AIM OF THE EXERCISE —
Go to the line holding "Objective — for every instance of the parked" in the entries below and write out exactly every line down to and including the line holding "Objective — for every instance of the rust".

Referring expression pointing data
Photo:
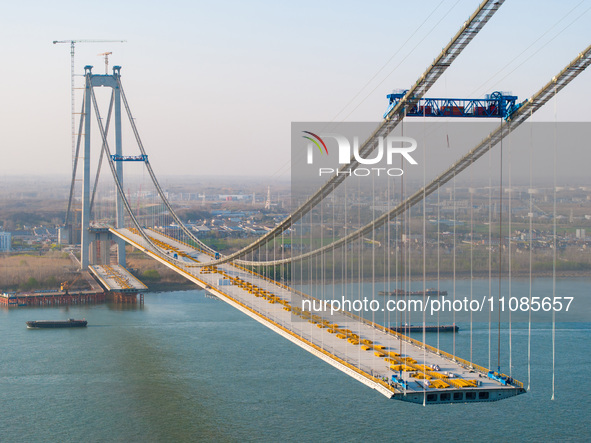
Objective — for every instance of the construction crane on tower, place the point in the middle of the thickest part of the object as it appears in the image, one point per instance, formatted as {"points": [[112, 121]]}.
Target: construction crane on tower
{"points": [[72, 68]]}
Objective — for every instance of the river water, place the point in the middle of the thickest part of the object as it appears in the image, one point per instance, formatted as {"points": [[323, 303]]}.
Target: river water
{"points": [[186, 367]]}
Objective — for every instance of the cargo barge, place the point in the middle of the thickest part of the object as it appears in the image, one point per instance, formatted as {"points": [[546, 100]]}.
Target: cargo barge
{"points": [[70, 323]]}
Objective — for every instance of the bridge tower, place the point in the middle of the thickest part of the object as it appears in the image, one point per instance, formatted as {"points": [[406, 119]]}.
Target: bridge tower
{"points": [[91, 81]]}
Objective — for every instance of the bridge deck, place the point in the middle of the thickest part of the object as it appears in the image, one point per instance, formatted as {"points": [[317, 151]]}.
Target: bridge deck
{"points": [[116, 278], [364, 350]]}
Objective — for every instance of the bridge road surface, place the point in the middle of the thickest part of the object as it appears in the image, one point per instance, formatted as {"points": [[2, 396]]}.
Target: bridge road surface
{"points": [[251, 294]]}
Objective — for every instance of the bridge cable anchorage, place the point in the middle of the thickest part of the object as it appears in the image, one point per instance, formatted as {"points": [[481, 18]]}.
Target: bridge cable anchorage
{"points": [[520, 115], [118, 184], [100, 161], [154, 179], [449, 53], [75, 165]]}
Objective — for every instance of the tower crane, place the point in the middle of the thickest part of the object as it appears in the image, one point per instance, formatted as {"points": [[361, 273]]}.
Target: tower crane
{"points": [[73, 102]]}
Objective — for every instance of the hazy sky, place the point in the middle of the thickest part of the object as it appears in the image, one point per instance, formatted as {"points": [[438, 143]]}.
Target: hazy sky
{"points": [[214, 86]]}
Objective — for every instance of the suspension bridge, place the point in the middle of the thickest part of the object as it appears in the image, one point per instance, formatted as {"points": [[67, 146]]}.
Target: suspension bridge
{"points": [[259, 279]]}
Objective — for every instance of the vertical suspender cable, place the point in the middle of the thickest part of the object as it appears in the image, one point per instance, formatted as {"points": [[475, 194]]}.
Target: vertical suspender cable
{"points": [[489, 253], [471, 256], [500, 250], [554, 257], [510, 259], [531, 216], [454, 265]]}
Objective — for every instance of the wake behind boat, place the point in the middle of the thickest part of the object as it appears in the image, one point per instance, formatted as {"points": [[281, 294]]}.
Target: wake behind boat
{"points": [[70, 323]]}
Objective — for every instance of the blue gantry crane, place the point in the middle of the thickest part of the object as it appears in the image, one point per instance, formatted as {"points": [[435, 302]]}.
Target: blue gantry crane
{"points": [[498, 105]]}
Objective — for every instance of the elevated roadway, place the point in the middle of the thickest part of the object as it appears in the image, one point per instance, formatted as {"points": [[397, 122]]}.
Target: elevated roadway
{"points": [[391, 363]]}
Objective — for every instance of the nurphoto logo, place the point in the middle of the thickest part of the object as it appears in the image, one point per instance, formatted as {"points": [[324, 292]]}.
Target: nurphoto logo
{"points": [[386, 150]]}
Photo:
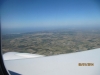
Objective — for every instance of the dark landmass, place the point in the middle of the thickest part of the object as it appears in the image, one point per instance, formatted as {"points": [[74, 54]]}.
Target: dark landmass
{"points": [[52, 42]]}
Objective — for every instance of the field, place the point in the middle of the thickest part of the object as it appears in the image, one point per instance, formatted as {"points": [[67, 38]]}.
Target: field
{"points": [[52, 42]]}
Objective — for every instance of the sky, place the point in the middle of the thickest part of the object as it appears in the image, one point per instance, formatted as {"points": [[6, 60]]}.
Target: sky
{"points": [[21, 14]]}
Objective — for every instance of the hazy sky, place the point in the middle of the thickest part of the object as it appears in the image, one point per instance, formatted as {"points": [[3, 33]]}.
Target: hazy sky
{"points": [[49, 13]]}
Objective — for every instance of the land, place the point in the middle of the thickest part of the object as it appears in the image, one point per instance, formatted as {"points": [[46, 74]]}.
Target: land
{"points": [[52, 42]]}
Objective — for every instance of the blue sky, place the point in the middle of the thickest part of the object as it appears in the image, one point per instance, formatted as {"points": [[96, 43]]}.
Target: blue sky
{"points": [[49, 13]]}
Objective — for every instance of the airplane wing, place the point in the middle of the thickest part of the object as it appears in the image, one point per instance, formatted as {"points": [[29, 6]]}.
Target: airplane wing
{"points": [[79, 63]]}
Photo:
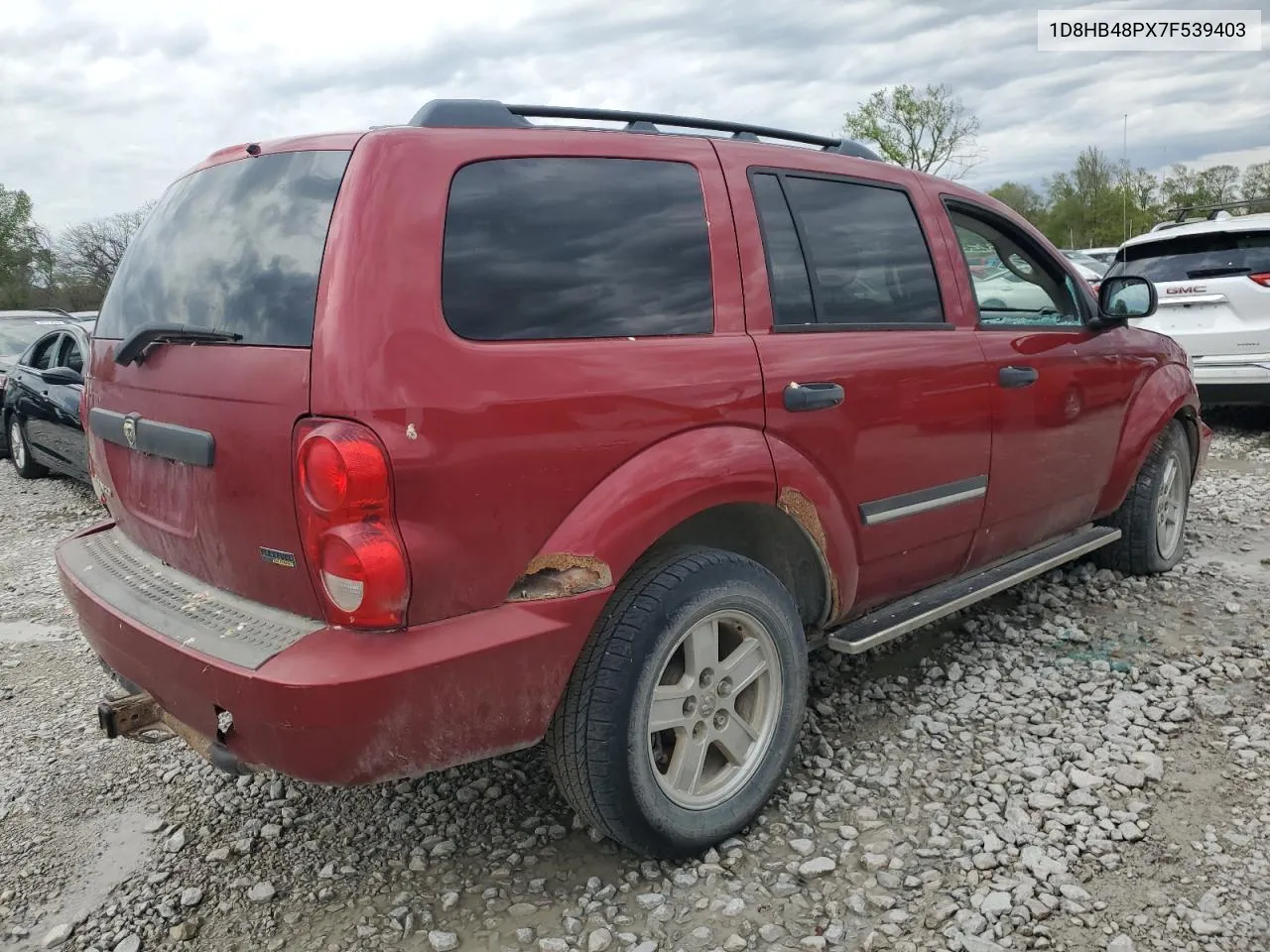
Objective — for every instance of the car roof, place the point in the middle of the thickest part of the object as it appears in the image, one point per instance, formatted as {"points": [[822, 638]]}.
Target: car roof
{"points": [[492, 114], [1236, 222]]}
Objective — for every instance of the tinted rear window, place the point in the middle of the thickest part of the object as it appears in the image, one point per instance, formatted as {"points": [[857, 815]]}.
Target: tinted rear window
{"points": [[575, 248], [235, 246], [1196, 257]]}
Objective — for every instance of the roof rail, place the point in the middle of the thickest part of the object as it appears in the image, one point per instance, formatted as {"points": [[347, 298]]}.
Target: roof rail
{"points": [[1214, 208], [490, 113]]}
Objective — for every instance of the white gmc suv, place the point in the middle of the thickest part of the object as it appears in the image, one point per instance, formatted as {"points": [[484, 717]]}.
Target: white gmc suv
{"points": [[1213, 280]]}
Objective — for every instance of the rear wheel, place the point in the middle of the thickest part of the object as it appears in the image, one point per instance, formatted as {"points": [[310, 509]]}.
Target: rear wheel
{"points": [[685, 706], [21, 454], [1152, 520]]}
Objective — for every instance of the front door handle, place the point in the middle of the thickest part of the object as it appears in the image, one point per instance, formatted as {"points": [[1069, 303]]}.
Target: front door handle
{"points": [[1012, 377], [801, 398]]}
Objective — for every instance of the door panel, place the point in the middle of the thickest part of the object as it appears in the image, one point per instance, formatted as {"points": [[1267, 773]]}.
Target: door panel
{"points": [[907, 447], [33, 404]]}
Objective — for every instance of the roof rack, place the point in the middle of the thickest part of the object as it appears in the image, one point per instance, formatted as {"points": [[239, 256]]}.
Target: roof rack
{"points": [[490, 113]]}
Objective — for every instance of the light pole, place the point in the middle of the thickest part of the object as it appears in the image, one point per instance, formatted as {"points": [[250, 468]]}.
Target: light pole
{"points": [[1124, 180]]}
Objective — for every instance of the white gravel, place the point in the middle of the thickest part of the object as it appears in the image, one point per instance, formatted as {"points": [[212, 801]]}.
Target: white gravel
{"points": [[1080, 765]]}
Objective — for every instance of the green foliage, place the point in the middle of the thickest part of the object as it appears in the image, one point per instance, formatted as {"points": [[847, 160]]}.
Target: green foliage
{"points": [[1098, 202], [23, 253], [71, 273], [930, 130]]}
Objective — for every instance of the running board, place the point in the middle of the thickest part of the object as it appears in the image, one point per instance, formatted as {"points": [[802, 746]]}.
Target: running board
{"points": [[901, 617]]}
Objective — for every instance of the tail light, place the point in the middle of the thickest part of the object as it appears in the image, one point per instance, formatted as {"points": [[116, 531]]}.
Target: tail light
{"points": [[347, 522]]}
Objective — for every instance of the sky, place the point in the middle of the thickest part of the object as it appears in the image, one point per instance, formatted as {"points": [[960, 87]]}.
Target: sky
{"points": [[104, 102]]}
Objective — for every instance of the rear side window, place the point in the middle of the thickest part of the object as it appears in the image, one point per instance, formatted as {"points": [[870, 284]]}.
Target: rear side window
{"points": [[42, 356], [235, 246], [575, 248], [1196, 257], [866, 253]]}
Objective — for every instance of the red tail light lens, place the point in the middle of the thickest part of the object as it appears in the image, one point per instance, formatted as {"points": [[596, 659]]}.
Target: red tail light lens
{"points": [[354, 548]]}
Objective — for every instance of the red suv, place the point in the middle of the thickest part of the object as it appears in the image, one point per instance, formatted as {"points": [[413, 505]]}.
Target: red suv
{"points": [[427, 443]]}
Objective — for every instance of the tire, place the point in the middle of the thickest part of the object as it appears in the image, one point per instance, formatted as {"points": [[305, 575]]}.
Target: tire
{"points": [[636, 785], [1153, 538], [21, 453]]}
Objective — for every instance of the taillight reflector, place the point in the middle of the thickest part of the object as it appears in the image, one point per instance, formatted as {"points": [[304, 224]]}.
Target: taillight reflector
{"points": [[344, 502]]}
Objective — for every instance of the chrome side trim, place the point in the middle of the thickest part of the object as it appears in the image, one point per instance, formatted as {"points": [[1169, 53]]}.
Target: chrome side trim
{"points": [[924, 500]]}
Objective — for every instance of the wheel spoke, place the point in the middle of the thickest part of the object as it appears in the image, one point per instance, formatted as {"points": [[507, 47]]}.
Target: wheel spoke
{"points": [[667, 711], [744, 665], [701, 648], [688, 763], [735, 739]]}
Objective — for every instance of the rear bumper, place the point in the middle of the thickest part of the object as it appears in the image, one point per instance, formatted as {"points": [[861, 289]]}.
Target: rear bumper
{"points": [[345, 707]]}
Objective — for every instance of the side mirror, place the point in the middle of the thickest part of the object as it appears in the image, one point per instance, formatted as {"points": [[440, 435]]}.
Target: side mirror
{"points": [[62, 375], [1125, 298]]}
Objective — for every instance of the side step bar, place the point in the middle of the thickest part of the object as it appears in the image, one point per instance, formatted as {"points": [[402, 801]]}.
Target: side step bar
{"points": [[901, 617]]}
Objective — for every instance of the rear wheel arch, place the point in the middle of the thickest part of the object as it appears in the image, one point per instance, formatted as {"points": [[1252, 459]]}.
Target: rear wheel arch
{"points": [[766, 535], [1165, 397]]}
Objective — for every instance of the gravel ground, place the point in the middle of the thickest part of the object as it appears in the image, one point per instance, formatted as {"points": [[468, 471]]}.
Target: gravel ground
{"points": [[1080, 765]]}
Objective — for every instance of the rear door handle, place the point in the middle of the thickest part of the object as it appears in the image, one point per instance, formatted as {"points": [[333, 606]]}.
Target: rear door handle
{"points": [[1016, 376], [801, 398]]}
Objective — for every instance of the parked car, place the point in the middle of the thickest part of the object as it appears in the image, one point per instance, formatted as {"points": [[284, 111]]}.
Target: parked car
{"points": [[1100, 254], [1213, 278], [19, 330], [652, 414], [1087, 262], [41, 405]]}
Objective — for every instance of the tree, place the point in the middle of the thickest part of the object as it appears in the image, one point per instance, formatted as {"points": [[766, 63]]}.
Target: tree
{"points": [[1256, 184], [1220, 181], [89, 253], [19, 249], [1187, 188], [1023, 198], [930, 131]]}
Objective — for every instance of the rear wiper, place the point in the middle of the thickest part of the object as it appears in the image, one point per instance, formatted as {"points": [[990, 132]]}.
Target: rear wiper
{"points": [[132, 348], [1216, 272]]}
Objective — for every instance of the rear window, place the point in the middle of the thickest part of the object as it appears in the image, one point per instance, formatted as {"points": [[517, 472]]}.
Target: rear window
{"points": [[18, 333], [1193, 257], [575, 248], [236, 246]]}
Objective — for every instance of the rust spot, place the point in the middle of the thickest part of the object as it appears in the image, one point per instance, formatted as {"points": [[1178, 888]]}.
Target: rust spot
{"points": [[559, 575], [803, 512]]}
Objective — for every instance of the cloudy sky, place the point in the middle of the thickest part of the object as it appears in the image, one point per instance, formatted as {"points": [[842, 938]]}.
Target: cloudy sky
{"points": [[103, 102]]}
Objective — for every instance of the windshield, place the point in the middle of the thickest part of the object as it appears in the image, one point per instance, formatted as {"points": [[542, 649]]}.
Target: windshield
{"points": [[235, 246], [18, 334], [1189, 257]]}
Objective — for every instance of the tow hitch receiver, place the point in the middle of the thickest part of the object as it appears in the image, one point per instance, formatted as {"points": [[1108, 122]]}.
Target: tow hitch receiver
{"points": [[139, 717], [131, 716]]}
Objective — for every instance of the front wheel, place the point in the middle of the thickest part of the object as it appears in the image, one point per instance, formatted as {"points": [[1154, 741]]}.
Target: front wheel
{"points": [[685, 706], [1152, 520], [19, 453]]}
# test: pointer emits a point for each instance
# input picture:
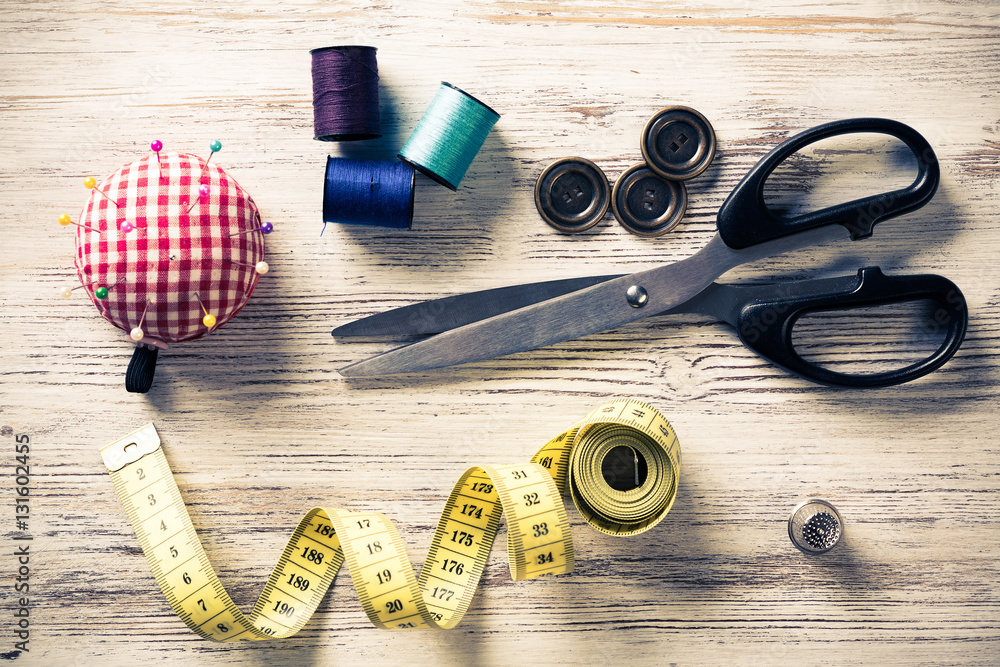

OUTPUT OF THE EXERCISE —
Objective — for every instance of the parked car, place the point in the middle of the thickest part of the object as it appears in the image, one point per instance, formatted as {"points": [[284, 111]]}.
Target: parked car
{"points": [[1100, 254], [1213, 278], [19, 330], [652, 414], [1087, 262], [41, 405]]}
Objective — for every instance of the tree, place the point in the middle of the thickest part of the object as it appears in the image, one point per instance, formatted as {"points": [[766, 63]]}.
Target: tree
{"points": [[1256, 184], [1220, 181], [89, 253], [19, 249], [1187, 188], [1023, 198], [930, 131]]}
Objective — for every instance of the rear wiper, place the point in the middle of the thickest part of the object as it appears in the image, one point per instance, formatted as {"points": [[990, 132]]}.
Target: rear wiper
{"points": [[132, 348], [1216, 272]]}
Objective — for every instance of the rear window, place the point in the middle of the thickest part of the object as it appears in the image, one point per instance, formatted as {"points": [[517, 472]]}.
Target: rear window
{"points": [[18, 333], [1193, 257], [575, 248], [236, 246]]}
Objective — for every instance of the rust spot, place the point in the middle of the thickest part of the object as it appears in the image, one point per instance, formatted as {"points": [[1178, 888]]}.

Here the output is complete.